**Job**
From the listing below, pull out every line containing the string "Where" and reproduce each such line unchanged.

**Input for this task**
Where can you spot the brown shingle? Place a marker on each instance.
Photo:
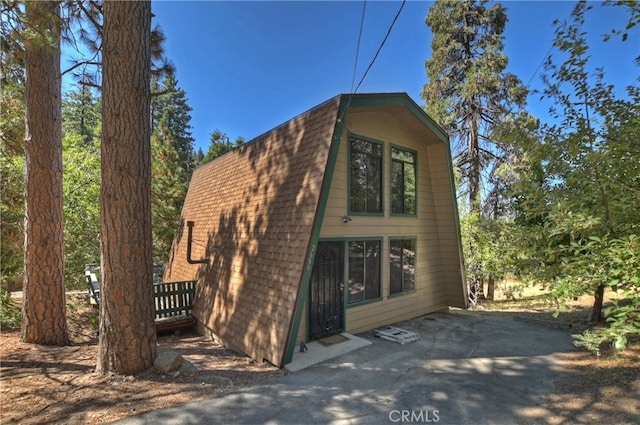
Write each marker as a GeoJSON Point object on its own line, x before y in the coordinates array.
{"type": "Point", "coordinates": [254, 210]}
* * *
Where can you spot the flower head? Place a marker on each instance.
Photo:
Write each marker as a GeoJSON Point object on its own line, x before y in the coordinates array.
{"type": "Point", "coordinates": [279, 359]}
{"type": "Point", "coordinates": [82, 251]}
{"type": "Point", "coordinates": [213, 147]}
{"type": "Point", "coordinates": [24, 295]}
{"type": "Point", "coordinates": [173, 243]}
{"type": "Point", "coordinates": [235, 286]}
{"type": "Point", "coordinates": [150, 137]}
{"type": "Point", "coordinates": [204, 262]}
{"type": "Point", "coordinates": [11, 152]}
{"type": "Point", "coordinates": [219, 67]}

**Full solution**
Where can you spot the brown shingle? Place a marker on each instance.
Where can you spot the flower head? Place a marker on each instance.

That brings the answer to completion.